**Exercise requirements**
Pull out every row below and reproduce each line word for word. Leave the pictures out.

**Dataset excerpts**
******
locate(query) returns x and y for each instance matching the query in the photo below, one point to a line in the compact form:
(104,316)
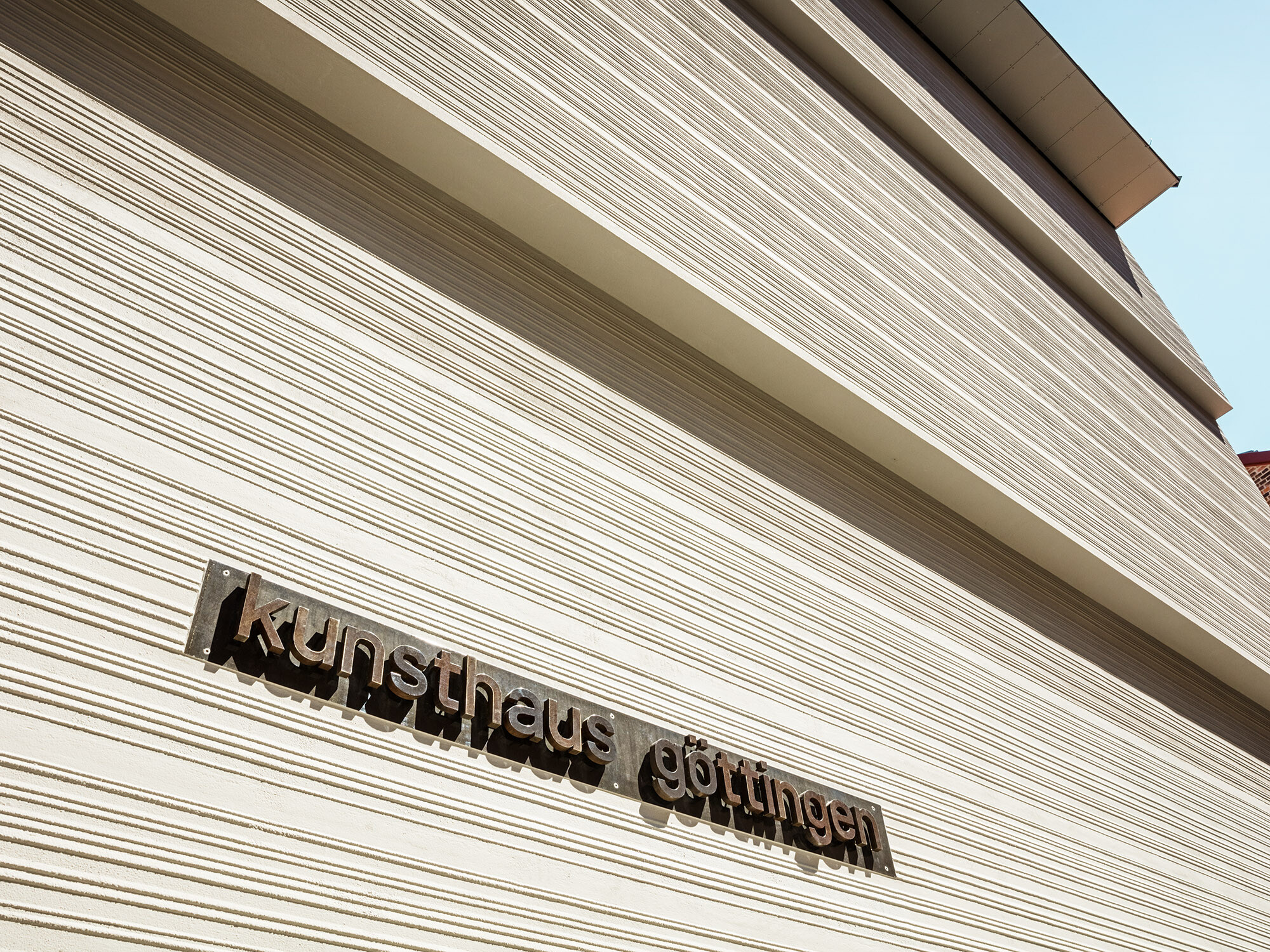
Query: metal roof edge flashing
(335,83)
(838,46)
******
**Answer to this task**
locate(query) returns x and y for each instance matching the query in the photo below, one point to a line in the compact form:
(104,316)
Query: metal roof edge flashing
(335,83)
(838,46)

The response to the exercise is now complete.